#### Exercise brief:
In the listing that follows, how many lines include the string "banner"? Reply with only the number.
*****
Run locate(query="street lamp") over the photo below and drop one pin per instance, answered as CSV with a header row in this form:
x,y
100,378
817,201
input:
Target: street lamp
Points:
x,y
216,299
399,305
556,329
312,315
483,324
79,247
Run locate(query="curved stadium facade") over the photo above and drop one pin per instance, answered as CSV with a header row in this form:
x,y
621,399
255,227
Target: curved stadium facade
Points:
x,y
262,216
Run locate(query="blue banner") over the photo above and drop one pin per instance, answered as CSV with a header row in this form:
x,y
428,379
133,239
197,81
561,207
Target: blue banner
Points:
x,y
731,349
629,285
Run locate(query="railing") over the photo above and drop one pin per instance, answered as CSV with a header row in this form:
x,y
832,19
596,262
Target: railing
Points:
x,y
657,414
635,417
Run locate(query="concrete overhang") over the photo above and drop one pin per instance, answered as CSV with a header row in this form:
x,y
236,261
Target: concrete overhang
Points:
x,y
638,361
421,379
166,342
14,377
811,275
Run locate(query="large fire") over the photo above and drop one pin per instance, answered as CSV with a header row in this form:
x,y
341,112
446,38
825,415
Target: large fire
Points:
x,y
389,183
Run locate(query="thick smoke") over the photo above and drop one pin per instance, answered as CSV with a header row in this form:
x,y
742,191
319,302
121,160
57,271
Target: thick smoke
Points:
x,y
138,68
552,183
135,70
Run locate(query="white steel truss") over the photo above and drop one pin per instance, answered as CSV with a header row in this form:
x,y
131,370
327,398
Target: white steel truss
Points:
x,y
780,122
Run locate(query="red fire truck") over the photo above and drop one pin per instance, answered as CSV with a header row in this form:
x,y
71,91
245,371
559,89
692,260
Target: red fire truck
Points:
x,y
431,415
*****
#### The completed task:
2